ABOUT THIS EXERCISE
One line at a time, check the entries below for the word "black", and copy each line that has it.

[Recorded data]
Content starts
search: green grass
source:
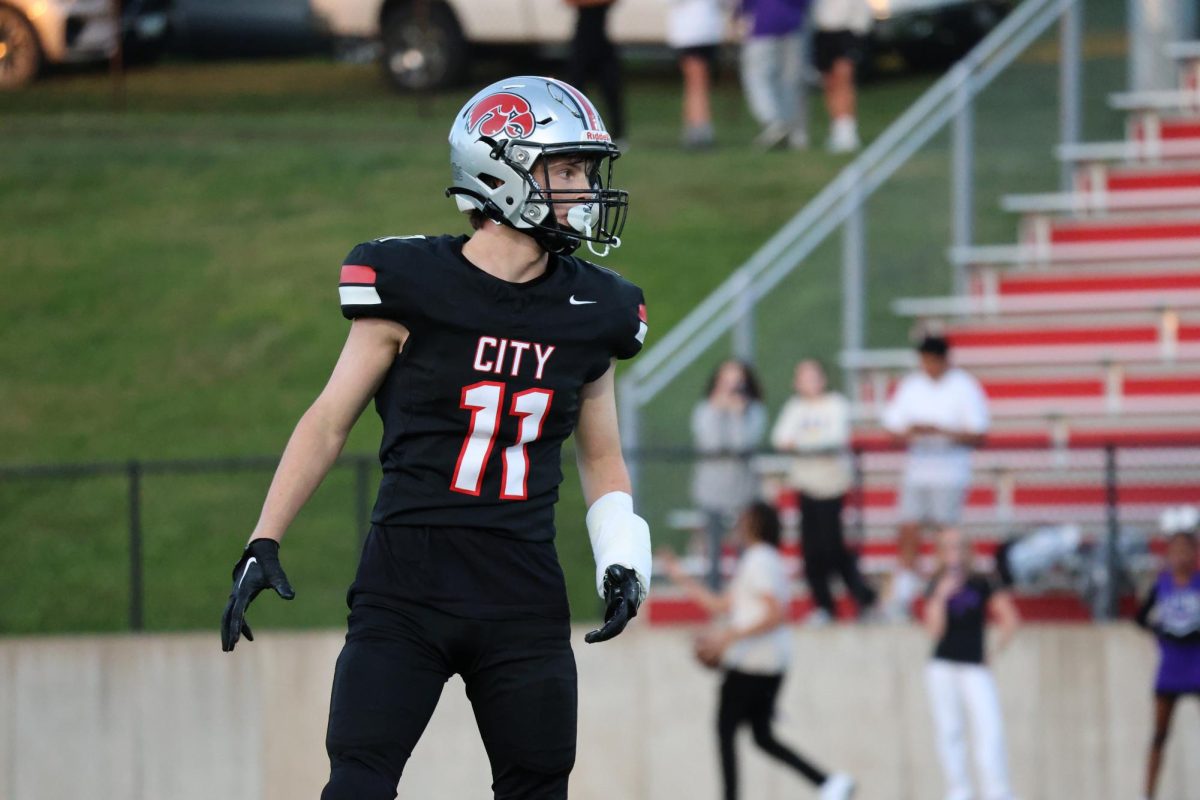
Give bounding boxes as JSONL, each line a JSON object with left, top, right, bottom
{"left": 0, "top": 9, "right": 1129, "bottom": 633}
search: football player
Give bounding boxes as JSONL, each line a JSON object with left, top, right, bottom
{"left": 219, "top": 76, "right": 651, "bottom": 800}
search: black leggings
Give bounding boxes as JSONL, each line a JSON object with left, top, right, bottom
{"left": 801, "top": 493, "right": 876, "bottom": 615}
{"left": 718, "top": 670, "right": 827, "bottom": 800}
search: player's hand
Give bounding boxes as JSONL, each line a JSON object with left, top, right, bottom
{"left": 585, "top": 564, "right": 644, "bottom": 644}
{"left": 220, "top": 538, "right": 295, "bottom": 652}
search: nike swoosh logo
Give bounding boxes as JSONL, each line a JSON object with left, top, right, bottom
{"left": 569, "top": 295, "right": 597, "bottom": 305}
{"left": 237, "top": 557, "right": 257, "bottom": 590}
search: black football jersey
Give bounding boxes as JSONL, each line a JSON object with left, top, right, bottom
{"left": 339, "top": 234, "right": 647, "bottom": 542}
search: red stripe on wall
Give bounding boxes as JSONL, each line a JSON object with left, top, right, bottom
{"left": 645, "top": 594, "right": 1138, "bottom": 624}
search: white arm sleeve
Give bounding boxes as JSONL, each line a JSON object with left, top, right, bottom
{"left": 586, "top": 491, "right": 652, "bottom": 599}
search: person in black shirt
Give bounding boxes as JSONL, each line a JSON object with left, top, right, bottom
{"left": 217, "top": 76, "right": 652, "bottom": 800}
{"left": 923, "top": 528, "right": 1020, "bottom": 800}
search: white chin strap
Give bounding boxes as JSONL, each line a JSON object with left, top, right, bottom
Content ends
FINAL ANSWER
search: black leggings
search: black football jersey
search: person in black shirt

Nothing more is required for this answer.